CHALLENGE: The data below must be copied in full and without any change.

SUPPLIED RECORDS:
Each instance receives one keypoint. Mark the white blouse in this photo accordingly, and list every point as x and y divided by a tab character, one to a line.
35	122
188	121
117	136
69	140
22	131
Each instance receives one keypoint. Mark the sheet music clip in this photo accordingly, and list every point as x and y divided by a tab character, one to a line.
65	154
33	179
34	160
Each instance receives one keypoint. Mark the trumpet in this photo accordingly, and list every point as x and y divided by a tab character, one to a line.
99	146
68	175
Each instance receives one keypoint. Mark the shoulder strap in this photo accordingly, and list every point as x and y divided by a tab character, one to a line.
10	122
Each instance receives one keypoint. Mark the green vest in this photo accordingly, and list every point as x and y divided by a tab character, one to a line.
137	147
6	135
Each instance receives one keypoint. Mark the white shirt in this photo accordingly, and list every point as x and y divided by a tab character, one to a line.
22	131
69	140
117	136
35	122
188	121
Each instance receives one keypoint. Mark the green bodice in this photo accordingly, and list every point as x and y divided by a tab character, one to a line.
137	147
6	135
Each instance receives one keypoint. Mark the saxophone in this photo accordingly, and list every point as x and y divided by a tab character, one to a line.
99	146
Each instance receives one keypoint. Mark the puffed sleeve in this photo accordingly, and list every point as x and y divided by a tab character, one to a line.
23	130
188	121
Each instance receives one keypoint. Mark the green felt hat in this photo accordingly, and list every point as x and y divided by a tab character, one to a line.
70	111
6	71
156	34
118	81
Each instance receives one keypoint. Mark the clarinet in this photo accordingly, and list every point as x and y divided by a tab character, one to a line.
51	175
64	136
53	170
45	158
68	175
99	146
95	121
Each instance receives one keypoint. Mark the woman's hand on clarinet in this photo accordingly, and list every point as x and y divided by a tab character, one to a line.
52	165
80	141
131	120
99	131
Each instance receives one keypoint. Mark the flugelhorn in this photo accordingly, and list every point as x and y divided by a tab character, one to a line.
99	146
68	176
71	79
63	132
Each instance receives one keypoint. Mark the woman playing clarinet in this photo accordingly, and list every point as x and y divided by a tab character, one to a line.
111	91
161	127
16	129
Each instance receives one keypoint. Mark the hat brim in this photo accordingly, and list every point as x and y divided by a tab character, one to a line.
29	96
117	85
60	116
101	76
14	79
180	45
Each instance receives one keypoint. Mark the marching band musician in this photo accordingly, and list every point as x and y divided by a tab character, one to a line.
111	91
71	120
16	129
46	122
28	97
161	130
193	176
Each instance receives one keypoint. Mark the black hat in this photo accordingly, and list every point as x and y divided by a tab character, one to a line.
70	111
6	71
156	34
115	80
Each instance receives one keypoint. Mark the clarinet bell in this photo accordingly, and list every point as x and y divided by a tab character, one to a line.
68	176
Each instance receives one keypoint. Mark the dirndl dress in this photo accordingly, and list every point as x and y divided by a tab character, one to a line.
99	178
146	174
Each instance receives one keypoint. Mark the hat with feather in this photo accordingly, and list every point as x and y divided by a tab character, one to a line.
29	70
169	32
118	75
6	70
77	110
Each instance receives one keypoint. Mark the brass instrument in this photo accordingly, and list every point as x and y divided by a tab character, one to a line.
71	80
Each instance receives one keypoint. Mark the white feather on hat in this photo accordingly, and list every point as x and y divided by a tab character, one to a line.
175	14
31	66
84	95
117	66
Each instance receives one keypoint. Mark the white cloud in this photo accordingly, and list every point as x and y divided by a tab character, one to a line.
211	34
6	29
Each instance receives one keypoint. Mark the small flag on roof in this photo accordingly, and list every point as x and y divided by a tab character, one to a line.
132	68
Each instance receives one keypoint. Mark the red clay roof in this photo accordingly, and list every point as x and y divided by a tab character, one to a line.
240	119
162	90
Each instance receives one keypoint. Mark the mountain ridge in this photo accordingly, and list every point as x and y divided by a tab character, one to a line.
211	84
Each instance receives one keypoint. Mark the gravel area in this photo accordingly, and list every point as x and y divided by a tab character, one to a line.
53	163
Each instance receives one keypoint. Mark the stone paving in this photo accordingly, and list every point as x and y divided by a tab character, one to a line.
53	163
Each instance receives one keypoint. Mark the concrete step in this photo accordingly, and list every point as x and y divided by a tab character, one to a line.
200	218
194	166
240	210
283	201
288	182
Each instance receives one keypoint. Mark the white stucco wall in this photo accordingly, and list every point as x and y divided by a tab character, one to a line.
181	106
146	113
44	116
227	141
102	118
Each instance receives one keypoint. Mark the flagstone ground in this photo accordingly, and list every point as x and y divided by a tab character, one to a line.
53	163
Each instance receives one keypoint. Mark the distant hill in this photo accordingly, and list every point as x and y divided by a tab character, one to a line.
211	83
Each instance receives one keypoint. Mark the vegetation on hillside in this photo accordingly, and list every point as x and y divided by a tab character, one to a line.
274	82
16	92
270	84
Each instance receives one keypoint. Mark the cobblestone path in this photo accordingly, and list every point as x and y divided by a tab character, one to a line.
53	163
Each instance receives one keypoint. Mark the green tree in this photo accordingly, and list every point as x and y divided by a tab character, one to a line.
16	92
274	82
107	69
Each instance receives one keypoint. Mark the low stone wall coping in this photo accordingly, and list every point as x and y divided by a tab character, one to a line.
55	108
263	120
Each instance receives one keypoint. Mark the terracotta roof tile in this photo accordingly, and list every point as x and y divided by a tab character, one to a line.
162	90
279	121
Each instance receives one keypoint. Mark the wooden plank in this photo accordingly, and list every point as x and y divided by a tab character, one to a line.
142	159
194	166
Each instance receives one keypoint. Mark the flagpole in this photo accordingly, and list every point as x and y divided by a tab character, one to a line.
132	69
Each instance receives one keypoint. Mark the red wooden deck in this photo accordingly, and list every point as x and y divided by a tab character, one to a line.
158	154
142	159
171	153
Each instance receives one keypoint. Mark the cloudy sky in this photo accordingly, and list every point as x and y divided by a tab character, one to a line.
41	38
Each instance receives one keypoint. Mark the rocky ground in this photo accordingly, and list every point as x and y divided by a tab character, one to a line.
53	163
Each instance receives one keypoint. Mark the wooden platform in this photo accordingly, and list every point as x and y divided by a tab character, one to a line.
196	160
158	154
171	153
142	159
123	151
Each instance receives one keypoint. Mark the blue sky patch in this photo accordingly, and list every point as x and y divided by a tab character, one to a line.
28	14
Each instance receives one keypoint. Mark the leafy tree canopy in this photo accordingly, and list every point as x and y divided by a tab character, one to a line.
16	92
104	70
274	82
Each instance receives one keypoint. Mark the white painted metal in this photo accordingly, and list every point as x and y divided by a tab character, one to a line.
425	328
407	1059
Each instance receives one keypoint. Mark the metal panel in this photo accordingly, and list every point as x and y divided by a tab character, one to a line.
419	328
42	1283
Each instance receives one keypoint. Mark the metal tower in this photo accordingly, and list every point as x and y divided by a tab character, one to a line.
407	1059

ANSWER TO THE TASK:
Each instance receives one keypoint. Mark the white blouse in this photo accordingly, and list every point as x and y divided by a tab character, one to a line.
35	122
188	121
117	136
69	140
22	131
Each instance receives one keypoint. Mark the sheet music clip in this photo accordingly, and list every point as x and y divided by a tab character, one to a line.
65	154
33	179
34	160
Each instance receives one keypoint. Mark the trumpet in this photo accordingly, and list every point as x and y divided by a tab character, one to a line.
99	146
68	175
Each instance receives one keypoint. Mark the shoulder strap in this photo accordingly, and list every point as x and y divided by a tab character, one to a line.
10	122
Each instance receives one keypoint. Mark the green vest in this photo accordingly, and list every point as x and y divided by a tab character, one to a line.
137	147
6	135
Each instance receives one keypoint. Mark the white shirt in this photo accordingly, and list every point as x and y divided by a tab character, one to a line.
22	131
69	140
117	136
35	122
188	121
Each instance receives one keypoint. Mark the green bodice in this photo accordingly, and list every point as x and y divided by a tab character, one to a line.
137	147
6	135
Each instance receives one keypoint. Mark the saxophone in this photo accordingly, and list every point as x and y divided by a tab character, one to a line.
99	146
Each instance receives one keypoint. Mark the puffed sleeve in this photo accordingly, and list every point as x and y divided by a tab character, one to a line.
23	130
188	121
Each instance receives one keypoint. Mark the green felt hat in this photo accordingly, and list every point as x and y divided by a tab character, one to a line.
70	111
6	71
156	34
118	81
Each instance receives one keypoint. Mark the clarinet in this photo accordingly, and list every point as x and y divided by a tab character, one to a line.
51	175
64	136
53	170
45	158
68	175
99	146
95	121
Each instance receives one keypoint. Mark the woman's hand on clarinet in this photo accordingly, and list every point as x and y divided by a tab character, one to a line.
52	165
80	141
131	120
99	131
Each instance receives one keypoint. Mark the flugelhorn in this photo accordingly, and list every point as x and y divided by a tab character, one to a line.
99	146
68	176
71	79
63	132
Each instance receives one keypoint. Mark the woman playing clarinet in this photo accordingly, and list every point as x and y divided by a tab character, one to a line.
111	91
161	127
16	129
Each instance receives one keypoint. Mark the hat brim in this photo accordingly, and list every point as x and y divided by a tab character, one to a line.
29	96
117	85
60	116
101	76
14	79
180	45
Each instance receives one keypoint. Mark the marching band musician in this photo accordingly, and list every point as x and y divided by a tab character, one to a line.
111	91
71	120
16	129
46	122
28	97
161	130
193	176
Each instance receives one keypoint. Mark the black hat in this photo accordingly, and list every point as x and y divided by a tab character, one to a line.
70	111
6	71
156	34
115	80
Each instance receives one keypoint. Mark the clarinet bell in this photo accordingly, and list every point as x and y divided by a tab character, one to a line.
68	176
Each instance receives one keypoint. Mark the dirndl dress in this photo accordingly, and list every point as x and y divided by a tab character, one to a line.
99	178
146	174
Each instance receives one keypoint. Mark the hat with feather in this photo accordingly, and list every point as x and y divided by a tab character, one to a line.
29	70
169	32
118	75
6	70
77	110
Each instance receives one keypoint. Mark the brass instrument in this photo accordingly, and list every point as x and y divided by a tab character, one to a line.
71	80
Each instance receives one keypoint. Mark the white feather on hat in this photo accordingly, and list every point as x and y divided by a tab character, one to a line.
175	14
31	66
84	95
117	66
Each instance receives one keypoint. Mark the white cloud in this photo accordingly, and list every point as x and y divided by a tab character, one to a line.
211	34
6	29
Each instance receives one keypoint. Mark the small flag on roof in this photo accordingly, and list every point as x and y divided by a tab character, one to a line.
132	68
Each instance receives one keypoint. Mark the red clay roof in this photo accordingly, and list every point as x and y divided by a tab character, one to a line.
240	119
162	90
Each instance receives one keypoint. Mark the mountain ridge in this photo accordingly, and list every point as x and y divided by a tab character, one to a line.
211	84
Each instance receives one keypoint. Mark the gravel area in this photo accordingly, and list every point as x and y divided by a tab character, one to a line.
53	163
Each instance receives one keypoint. Mark the stone paving in this photo accordingly, and list every point as x and y divided by a tab character, one to a line.
53	163
Each instance receives one keypoint. Mark the concrete step in this photo accordingly, and list every point as x and y divided by a tab character, one to a line.
200	218
194	166
240	210
283	201
288	182
Each instance receives one keypoint. Mark the white stucco wall in this photo accordingly, and list every point as x and y divided by a tab character, one to a line.
181	106
146	113
44	116
227	141
102	118
Each instance receives one keypoint. Mark the flagstone ground in this photo accordingly, and list every point as x and y divided by a tab character, one to a line.
53	163
Each instance receives one keypoint. Mark the distant hill in this photo accordingly, and list every point as x and y divided by a tab character, one to a line.
211	83
Each instance receives one keypoint. Mark the vegetation on hillside in this photo accordingly, and list every point as x and y divided by a tab character, one to a line.
274	82
16	92
270	84
Each instance receives one keypoint. Mark the cobblestone path in this photo accordingly, and list every point as x and y divided by a tab character, one to a line.
53	163
Each instance receives one keypoint. Mark the green tree in this photo accordingly, and list every point as x and y divided by a tab character, one to a line.
16	92
274	82
107	69
Each instance receives one keypoint. Mark the low stone wall coping in this photo accordingly, and list every point as x and y divided by a tab character, one to a line.
55	108
263	120
Each instance receives one keypoint. Mark the terracotta roof tile in this photo accordingly, and list every point as x and y divided by a tab character, one to a line.
162	90
279	121
Each instance receives one keypoint. Mark the wooden plank in this photo accordingly, and list every point as x and y divided by a tab character, one to a line.
142	159
194	166
Each instance receives one keypoint. Mark the flagpole in this photo accordingly, and list every point as x and y divided by a tab character, one to a line.
132	69
Each instance receives one keypoint. Mark the red wooden deck in this photo accordingly, and list every point as x and y divided by a tab character, one to a line.
158	154
142	159
171	153
Each instance receives one keypoint. Mark the cloudy sky in this photo accordingly, and list every point as x and y divided by a tab character, one to a line.
41	38
Each instance receives one keypoint. Mark the rocky ground in this photo accordingly, and list every point as x and y divided by a tab character, one to a line.
53	163
Each instance receives one keypoint. Mark the wooden platform in this photo accordingly, and list every point as x and y divided by a tab character, one to a line.
196	160
158	154
171	153
142	159
123	151
Each instance receives one keypoint. Mark the blue sky patch in this photo accordingly, and list every point as x and y divided by a tab character, one to a line.
28	14
Each instance receives one keypoint. Mark the leafy tree canopy in this photo accordingly, and list every point as x and y divided by a tab character, one to a line.
16	92
104	70
274	82
Each instance receives one keypoint. Mark the white painted metal in this photo accordingly, and list every point as x and y divided by a tab character, one to a line.
425	328
407	1059
Each instance receives one keypoint. Mark the metal panel in this photo accordingly, and list every point as x and y divided by a tab character, one to a line.
419	328
42	1283
Each instance receives one keypoint. Mark the metal tower in this photo accordingly, and list every point as x and y divided by a tab character, one to a line.
407	1059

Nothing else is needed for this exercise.